▸ SOURCE MATERIAL
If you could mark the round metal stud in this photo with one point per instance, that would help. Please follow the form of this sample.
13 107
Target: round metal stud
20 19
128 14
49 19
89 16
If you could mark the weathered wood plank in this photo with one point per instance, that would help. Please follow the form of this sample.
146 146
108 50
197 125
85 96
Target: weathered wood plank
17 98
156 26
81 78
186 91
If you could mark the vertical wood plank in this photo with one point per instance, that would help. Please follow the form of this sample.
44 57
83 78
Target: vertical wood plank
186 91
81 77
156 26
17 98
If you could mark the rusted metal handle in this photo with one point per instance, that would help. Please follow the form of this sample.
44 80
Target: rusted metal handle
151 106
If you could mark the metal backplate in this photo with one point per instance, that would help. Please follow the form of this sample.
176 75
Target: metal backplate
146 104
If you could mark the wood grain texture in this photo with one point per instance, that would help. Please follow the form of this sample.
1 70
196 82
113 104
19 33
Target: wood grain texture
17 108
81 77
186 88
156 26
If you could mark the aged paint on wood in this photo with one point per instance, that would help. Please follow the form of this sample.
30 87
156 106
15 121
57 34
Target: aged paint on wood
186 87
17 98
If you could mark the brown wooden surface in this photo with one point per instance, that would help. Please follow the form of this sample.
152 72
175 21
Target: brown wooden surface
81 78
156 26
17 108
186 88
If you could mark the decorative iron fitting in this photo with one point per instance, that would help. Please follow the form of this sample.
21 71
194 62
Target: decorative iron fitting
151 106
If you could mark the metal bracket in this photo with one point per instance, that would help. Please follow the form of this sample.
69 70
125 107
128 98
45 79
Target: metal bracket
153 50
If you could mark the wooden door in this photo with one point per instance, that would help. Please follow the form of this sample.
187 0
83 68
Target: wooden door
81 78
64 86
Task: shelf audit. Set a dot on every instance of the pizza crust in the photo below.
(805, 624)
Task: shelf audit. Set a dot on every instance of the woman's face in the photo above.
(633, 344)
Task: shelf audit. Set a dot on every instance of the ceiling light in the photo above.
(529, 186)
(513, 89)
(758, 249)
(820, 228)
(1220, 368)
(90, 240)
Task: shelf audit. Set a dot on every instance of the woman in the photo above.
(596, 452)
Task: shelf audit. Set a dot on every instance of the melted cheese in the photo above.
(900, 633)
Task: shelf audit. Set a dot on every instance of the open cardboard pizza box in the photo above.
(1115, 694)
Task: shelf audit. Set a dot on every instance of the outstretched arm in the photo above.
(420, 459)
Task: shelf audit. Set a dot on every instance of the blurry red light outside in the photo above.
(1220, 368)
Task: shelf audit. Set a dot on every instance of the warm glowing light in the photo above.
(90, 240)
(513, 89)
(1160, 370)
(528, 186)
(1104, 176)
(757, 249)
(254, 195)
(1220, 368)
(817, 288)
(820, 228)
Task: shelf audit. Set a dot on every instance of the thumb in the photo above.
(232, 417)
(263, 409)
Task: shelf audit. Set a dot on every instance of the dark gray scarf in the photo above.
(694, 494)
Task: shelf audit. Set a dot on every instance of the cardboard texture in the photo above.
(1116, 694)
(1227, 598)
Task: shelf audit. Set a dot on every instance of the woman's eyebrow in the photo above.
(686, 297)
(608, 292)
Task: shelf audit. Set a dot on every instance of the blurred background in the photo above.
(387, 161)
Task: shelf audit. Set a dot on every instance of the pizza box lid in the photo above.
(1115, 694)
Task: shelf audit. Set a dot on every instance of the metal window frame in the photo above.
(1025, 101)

▸ REQUIRED TASK
Rewrite every line from the one containing "thumb in the photo above." to the one containing "(1227, 598)", both included, and shift each coordinate in the answers by adding -64 to it.

▸ FINISHED ANSWER
Task: shelf audit. Set a dot on every instance of the thumb in the photo above.
(168, 353)
(199, 345)
Task: shelf audit. Set a dot on every instance of the dark gray scarf in the photo above.
(630, 430)
Task: shelf audit. Set a dot on every instance of the cardboard texture in the photo above.
(1052, 630)
(1163, 534)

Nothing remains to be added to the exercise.